CTC forced alignment error

tophee commented 4 months ago

I am trying to to process a file in Swedish.

I'm using this command:

python diarize.py -a 12-300s-tiny.wav --whisper-model large-v3 --language sv --suppress_numerals --device cpu --no-stem

It runs ok for quite a while, but when it comes to the alignment part, it suddenly stops with a cryptic error (pasted below with some contex).

This is on a MacBook Pro M1, in case it matters.

Any hints that might help me understand (and possibly fix) the error is appreciated.

Suppressing numeral and symbol tokens
Some weights of the model checkpoint at MahmoudAshraf/mms-300m-1130-forced-aligner were not used when initializing Wav2Vec2ForCTC: ['wav2vec2.encoder.pos_conv_embed.conv.parametrizations.weight.original0', 'wav2vec2.encoder.pos_conv_embed.conv.parametrizations.weight.original1']
- This IS expected if you are initializing Wav2Vec2ForCTC from the checkpoint of a model trained on another task or with another architecture (e.g. initializing a BertForSequenceClassification model from a BertForPreTraining model).
- This IS NOT expected if you are initializing Wav2Vec2ForCTC from the checkpoint of a model that you expect to be exactly identical (initializing a BertForSequenceClassification model from a BertForSequenceClassification model).
Some weights of Wav2Vec2ForCTC were not initialized from the model checkpoint at MahmoudAshraf/mms-300m-1130-forced-aligner and are newly initialized: ['wav2vec2.encoder.pos_conv_embed.conv.weight_g', 'wav2vec2.encoder.pos_conv_embed.conv.weight_v']
You should probably TRAIN this model on a down-stream task to be able to use it for predictions and inference.
Traceback (most recent call last):
  File "/Users/xhxxch/whisper-dia/diarize.py", line 155, in <module>
    spans = get_spans(tokens_starred, segments, alignment_tokenizer.decode(blank_id))
  File "/opt/anaconda3/envs/pretzel/lib/python3.10/site-packages/ctc_forced_aligner/alignment_utils.py", line 63, in get_spans
    assert seg.label == ltr, f"{seg.label} != {ltr}"
AssertionError: a != <star>

MahmoudAshraf97 commented 4 months ago

Can you upload the audio file to reproduce?

tophee commented 4 months ago

Unfortunately not this one. I can try to find one that I can share.

Are you suggesting the error is related to this specific audio file?

MahmoudAshraf97 commented 4 months ago

Yes, the error is an error in alignment script which completely depends on the generated transcription

On Wed, May 22, 2024, 8:40 PM Chris @.***> wrote:

Unfortunately not this one. I can try to find one that I can share.

Are you suggesting the error is related to this specific audio file?

*****

- SET TASKS
(a) Translate this sentence from the thread above into Spanish: "This is on a MacBook Pro M1, in case it matters."
(b) List every command-line flag that appears in the python diarize.py command quoted in the thread.

*****

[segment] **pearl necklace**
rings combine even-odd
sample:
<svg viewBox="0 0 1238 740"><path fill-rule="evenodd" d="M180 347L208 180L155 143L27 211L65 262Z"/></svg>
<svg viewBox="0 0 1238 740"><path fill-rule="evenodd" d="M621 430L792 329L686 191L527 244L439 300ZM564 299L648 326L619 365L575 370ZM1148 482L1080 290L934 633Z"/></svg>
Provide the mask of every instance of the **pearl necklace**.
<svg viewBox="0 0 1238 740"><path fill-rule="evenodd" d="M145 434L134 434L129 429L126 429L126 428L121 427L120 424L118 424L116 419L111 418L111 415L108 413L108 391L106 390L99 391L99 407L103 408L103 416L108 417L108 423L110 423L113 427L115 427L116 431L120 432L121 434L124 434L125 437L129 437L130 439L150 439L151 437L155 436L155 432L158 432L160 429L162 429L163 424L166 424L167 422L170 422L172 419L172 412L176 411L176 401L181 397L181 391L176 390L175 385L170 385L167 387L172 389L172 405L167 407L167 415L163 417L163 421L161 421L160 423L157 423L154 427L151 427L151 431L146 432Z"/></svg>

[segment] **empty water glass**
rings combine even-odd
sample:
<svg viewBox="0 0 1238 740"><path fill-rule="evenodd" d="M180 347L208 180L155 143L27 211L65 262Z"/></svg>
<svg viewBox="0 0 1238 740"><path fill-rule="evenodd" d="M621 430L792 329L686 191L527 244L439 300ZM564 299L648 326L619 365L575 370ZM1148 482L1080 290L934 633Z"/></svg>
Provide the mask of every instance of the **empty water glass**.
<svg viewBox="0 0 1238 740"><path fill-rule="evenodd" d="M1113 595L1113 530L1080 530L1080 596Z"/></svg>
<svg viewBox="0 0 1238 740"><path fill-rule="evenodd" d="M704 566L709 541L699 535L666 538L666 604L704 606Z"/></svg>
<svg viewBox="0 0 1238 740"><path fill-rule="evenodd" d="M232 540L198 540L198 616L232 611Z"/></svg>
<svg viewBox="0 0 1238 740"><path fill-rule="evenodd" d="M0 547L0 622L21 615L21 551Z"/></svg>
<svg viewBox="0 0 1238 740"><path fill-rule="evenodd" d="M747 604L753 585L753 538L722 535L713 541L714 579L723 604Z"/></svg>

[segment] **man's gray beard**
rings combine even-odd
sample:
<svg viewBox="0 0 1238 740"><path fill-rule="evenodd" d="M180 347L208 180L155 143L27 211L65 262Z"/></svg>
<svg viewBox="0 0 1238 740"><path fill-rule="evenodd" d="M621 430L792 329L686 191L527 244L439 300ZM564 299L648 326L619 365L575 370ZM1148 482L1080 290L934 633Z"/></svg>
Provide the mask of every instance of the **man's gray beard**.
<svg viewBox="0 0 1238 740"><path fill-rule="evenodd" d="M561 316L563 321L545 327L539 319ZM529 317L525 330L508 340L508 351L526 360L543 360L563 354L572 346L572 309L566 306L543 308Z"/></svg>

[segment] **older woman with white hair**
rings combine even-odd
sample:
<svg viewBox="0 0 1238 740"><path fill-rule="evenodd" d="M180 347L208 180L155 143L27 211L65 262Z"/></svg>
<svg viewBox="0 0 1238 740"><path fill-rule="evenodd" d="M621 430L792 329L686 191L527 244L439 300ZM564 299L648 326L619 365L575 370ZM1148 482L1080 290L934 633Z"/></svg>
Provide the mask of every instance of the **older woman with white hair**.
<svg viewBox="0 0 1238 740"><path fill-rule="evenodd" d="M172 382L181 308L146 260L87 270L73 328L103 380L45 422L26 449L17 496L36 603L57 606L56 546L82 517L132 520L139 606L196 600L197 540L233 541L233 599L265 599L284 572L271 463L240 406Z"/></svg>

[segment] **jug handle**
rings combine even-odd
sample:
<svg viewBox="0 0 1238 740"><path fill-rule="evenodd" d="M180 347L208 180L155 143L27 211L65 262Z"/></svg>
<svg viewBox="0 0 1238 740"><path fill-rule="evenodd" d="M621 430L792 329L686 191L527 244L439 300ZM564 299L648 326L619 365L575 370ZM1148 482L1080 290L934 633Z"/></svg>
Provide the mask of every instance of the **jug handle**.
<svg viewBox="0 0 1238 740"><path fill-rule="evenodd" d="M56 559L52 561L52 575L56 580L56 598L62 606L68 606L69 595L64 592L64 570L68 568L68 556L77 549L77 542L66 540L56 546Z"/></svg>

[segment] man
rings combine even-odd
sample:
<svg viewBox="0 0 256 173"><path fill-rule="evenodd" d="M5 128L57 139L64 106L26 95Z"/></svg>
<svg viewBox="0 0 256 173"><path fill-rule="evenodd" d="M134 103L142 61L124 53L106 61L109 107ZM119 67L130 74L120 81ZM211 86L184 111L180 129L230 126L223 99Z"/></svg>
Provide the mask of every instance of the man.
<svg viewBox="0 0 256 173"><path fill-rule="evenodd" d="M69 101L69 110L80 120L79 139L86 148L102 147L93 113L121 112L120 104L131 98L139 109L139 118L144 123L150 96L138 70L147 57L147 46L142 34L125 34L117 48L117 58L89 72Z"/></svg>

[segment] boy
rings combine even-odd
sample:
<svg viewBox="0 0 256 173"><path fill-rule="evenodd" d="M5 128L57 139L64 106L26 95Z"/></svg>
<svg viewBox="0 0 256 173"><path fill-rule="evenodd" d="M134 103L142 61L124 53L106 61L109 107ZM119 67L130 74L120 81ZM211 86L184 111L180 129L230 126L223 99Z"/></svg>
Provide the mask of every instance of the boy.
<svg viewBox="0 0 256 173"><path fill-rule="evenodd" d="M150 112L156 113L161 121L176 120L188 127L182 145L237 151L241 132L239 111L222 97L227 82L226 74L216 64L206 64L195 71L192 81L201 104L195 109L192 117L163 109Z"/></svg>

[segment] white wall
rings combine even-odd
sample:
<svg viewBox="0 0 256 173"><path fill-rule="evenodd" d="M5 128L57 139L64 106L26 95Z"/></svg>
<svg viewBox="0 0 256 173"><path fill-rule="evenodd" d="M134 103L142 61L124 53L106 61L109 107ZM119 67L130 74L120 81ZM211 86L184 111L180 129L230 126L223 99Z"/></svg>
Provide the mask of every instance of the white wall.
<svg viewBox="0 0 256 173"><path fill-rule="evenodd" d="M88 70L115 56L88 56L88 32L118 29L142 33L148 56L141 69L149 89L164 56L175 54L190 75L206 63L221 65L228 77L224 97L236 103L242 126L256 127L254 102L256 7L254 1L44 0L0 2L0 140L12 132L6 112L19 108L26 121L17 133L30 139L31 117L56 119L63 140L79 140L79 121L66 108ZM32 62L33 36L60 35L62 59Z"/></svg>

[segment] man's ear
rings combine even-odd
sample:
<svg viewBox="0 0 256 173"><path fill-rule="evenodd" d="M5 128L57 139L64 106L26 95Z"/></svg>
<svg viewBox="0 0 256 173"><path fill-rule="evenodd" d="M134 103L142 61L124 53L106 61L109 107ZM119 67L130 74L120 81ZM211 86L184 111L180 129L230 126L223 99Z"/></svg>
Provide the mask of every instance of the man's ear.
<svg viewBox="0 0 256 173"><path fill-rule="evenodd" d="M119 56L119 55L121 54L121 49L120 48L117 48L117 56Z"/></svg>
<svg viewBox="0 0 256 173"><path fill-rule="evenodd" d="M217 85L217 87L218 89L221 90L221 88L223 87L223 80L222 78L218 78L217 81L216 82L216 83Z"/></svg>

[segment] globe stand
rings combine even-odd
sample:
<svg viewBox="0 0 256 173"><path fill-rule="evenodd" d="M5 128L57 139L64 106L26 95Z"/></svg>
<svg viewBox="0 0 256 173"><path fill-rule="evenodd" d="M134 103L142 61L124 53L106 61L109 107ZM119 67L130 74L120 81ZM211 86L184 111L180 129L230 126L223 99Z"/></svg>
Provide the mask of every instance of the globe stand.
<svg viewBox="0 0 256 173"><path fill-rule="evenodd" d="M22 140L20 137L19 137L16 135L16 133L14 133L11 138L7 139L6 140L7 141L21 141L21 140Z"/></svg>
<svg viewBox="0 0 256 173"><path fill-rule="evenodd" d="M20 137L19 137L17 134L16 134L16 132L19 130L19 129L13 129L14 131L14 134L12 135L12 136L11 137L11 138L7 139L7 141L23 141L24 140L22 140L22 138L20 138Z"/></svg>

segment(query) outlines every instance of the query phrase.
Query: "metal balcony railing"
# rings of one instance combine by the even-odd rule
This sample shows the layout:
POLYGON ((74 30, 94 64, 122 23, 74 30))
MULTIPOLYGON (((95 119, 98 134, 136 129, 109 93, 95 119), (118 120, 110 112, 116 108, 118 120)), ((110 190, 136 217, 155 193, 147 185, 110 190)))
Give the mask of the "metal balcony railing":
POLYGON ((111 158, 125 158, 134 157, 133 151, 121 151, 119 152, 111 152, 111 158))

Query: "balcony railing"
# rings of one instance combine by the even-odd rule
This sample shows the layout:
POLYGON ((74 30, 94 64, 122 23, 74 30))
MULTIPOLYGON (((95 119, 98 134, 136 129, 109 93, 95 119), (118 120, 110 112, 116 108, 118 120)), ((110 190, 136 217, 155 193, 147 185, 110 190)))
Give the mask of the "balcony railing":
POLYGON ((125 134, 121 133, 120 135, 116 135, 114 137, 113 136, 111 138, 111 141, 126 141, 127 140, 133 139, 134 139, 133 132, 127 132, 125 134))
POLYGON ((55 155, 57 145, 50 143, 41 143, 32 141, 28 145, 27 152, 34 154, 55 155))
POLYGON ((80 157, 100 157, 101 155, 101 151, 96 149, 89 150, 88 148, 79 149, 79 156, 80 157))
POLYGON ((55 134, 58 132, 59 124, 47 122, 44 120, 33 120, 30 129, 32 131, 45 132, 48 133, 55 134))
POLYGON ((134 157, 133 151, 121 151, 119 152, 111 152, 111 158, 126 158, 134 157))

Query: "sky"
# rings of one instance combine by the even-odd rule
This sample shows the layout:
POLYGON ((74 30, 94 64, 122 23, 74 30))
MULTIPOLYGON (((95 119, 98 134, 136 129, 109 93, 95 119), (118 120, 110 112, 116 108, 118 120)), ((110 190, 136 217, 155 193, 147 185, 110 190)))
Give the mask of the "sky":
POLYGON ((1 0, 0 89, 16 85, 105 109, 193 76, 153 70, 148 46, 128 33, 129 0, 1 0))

*****

- FULL ANSWERS
(a) Esto es en una MacBook Pro M1, por si importa.

(b)
-a
--whisper-model
--language
--suppress_numerals
--device
--no-stem